Committee on Academic Performance considers
APR penalty-structure changes

By Michelle Brutlag Hosick
NCAA.org

The Division I Committee on Academic Performance is exploring a new Academic Performance Program penalty structure as part of a package of changes to the APP it will present to the Division I Board of Directors later this year.

In addition to a penalty structure that combines the immediate and historically based penalties in the current structure, the package could include a revised APR penalty benchmark that projects to a minimum 50 percent Graduation Success Rate.

Several APR adjustments, originated outside of CAP, designed to improve the fairness of the rate have affected how it projects to graduation rates, including automatic adjustments for student-athletes who transfer to another four-year institution after earning at least a 2.6 grade-point average. The committee anticipated the adjustments could have this impact and agreed to monitor the situation. Discussions on the issue will continue over the coming months.

Last fall, presidents on the Board of Directors said that they want the APR benchmarks to better correlate with graduation success. CAP members are studying options for both benchmarks and penalty filters that are designed to ensure that the appropriate teams are penalized.

Material
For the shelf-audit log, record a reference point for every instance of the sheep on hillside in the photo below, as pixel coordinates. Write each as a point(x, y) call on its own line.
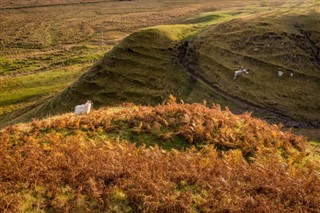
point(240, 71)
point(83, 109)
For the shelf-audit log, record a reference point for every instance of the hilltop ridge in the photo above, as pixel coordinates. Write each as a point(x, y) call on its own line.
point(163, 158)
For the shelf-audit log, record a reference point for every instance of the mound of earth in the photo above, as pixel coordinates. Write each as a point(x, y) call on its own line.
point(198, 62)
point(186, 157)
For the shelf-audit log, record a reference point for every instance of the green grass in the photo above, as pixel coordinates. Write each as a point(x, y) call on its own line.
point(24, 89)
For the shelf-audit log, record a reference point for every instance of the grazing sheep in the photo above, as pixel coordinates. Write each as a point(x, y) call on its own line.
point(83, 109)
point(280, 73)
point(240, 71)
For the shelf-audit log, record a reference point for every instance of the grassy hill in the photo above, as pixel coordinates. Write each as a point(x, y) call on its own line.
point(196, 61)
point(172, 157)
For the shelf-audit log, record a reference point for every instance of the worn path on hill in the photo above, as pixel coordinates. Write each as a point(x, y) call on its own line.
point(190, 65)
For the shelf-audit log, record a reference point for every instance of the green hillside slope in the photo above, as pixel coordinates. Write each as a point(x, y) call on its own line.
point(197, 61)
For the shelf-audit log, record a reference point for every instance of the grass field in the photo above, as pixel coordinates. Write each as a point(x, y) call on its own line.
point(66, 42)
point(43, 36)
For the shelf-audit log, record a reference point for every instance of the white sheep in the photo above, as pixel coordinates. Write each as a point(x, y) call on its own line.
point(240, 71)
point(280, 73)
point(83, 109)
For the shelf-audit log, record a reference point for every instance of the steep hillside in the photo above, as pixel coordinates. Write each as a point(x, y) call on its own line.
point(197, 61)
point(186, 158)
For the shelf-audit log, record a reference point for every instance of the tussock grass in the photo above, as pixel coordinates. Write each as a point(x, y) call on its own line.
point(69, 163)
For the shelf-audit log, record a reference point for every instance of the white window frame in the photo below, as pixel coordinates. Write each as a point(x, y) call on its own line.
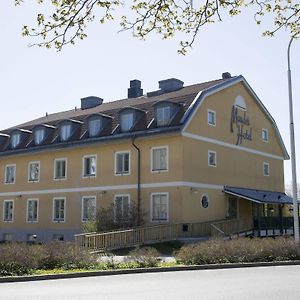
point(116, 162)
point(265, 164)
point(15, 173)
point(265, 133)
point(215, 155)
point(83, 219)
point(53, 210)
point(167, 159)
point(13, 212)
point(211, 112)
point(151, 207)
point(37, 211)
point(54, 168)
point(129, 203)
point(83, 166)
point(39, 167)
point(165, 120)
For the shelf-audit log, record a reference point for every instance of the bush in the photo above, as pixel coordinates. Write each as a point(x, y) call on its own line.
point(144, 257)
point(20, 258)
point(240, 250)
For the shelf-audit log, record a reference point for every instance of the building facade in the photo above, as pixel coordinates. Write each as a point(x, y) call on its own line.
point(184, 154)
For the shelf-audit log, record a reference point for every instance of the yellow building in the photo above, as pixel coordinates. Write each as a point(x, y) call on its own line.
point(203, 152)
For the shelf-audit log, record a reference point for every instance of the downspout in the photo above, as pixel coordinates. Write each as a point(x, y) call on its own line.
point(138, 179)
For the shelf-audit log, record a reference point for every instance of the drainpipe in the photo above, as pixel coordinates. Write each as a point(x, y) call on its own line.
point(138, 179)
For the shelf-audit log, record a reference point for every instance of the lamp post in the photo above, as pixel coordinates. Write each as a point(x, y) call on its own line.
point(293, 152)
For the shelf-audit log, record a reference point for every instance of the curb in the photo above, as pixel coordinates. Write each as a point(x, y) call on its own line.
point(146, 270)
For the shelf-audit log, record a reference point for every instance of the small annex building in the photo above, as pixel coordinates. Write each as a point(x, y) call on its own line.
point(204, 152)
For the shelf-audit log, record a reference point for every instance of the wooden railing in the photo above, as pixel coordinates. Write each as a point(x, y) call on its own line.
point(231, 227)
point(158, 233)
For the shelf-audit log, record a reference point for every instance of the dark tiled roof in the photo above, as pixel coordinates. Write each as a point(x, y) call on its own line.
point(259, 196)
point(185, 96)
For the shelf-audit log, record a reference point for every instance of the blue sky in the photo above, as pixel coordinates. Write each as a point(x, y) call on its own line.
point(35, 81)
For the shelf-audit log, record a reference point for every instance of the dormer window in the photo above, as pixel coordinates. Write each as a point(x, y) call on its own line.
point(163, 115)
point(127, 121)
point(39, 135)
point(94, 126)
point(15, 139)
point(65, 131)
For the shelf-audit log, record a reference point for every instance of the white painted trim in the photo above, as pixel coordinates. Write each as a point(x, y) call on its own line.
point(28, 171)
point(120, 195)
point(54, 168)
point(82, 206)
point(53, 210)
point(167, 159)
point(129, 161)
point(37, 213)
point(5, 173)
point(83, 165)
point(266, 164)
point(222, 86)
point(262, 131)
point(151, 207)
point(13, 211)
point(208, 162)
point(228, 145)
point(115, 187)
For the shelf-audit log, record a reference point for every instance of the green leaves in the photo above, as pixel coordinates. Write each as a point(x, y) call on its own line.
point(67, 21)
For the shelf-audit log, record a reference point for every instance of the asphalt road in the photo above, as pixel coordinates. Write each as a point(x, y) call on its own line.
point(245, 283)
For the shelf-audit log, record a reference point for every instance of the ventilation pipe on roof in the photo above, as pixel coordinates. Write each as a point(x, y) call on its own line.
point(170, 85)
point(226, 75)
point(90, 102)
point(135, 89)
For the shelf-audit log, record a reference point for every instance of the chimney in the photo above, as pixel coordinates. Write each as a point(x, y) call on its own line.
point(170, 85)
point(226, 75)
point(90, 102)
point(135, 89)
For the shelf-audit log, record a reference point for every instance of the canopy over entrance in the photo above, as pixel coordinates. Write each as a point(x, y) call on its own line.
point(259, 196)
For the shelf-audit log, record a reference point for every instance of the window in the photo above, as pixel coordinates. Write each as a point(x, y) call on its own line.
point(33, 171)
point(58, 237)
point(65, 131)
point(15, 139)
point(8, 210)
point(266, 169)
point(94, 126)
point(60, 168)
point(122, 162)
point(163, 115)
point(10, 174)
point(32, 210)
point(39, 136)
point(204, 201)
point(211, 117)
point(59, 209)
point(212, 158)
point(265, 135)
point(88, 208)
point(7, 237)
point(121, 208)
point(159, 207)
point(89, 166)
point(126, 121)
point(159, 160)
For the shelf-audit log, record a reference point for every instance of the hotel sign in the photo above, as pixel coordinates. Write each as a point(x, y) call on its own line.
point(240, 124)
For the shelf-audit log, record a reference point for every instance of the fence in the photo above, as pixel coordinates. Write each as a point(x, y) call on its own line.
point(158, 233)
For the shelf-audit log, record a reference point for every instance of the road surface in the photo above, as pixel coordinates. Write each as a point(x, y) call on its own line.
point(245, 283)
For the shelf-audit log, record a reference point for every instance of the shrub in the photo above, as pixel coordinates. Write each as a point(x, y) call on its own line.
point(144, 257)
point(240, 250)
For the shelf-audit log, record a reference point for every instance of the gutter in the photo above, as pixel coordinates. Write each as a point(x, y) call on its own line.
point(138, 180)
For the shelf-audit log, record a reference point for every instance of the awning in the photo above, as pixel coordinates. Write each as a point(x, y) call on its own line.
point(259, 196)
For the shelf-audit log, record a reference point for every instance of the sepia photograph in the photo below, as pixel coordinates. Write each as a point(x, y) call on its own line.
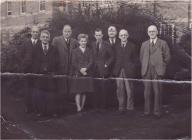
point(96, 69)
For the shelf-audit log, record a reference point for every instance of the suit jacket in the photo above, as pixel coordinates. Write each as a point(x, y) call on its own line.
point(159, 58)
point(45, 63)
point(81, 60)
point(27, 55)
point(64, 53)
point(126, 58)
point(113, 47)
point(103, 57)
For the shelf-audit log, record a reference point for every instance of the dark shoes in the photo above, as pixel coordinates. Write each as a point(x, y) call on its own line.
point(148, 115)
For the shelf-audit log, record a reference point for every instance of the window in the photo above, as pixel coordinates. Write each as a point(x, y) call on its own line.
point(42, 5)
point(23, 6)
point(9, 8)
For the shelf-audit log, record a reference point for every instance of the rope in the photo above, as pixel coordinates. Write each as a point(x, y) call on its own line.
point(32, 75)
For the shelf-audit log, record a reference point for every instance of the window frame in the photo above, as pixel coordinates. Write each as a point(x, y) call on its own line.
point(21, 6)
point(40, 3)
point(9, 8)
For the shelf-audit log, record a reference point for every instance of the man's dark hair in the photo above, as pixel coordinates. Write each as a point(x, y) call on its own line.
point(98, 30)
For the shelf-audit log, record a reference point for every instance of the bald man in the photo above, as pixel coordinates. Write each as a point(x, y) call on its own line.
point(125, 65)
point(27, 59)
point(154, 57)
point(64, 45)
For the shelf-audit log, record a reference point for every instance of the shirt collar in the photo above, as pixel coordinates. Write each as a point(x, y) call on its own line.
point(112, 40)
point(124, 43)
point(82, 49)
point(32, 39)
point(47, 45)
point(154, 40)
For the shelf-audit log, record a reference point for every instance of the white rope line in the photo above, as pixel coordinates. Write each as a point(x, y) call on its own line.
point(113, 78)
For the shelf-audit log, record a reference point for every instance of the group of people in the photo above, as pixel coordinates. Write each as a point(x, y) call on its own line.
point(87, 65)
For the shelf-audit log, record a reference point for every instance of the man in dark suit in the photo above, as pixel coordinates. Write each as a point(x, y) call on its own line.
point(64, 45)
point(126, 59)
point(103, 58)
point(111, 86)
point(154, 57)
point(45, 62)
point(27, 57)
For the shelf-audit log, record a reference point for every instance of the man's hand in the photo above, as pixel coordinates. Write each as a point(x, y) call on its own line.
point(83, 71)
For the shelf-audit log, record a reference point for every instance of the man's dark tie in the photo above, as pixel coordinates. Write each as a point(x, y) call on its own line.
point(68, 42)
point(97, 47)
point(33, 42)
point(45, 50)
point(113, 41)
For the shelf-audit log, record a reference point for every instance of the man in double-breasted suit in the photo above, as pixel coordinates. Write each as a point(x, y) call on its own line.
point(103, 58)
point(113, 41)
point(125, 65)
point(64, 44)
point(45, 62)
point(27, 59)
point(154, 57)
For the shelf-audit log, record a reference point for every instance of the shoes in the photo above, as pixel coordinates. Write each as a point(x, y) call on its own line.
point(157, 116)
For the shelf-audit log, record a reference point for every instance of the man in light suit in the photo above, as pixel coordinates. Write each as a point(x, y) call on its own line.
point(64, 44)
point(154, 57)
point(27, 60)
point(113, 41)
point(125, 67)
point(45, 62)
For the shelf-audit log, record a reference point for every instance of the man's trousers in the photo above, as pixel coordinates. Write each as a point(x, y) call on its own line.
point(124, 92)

Work to be completed
Answer these questions from the article on APR penalty-structure changes:
1. What minimum Graduation Success Rate would the revised APR penalty benchmark project to?
2. What grade-point average must a transferring student-athlete have earned to receive an automatic adjustment?
3. Who said last fall that the APR benchmarks should better correlate with graduation success?
The records play no part in what comes next.

Response to the task
1. A minimum 50 percent Graduation Success Rate.
2. At least a 2.6 grade-point average.
3. Presidents on the Board of Directors.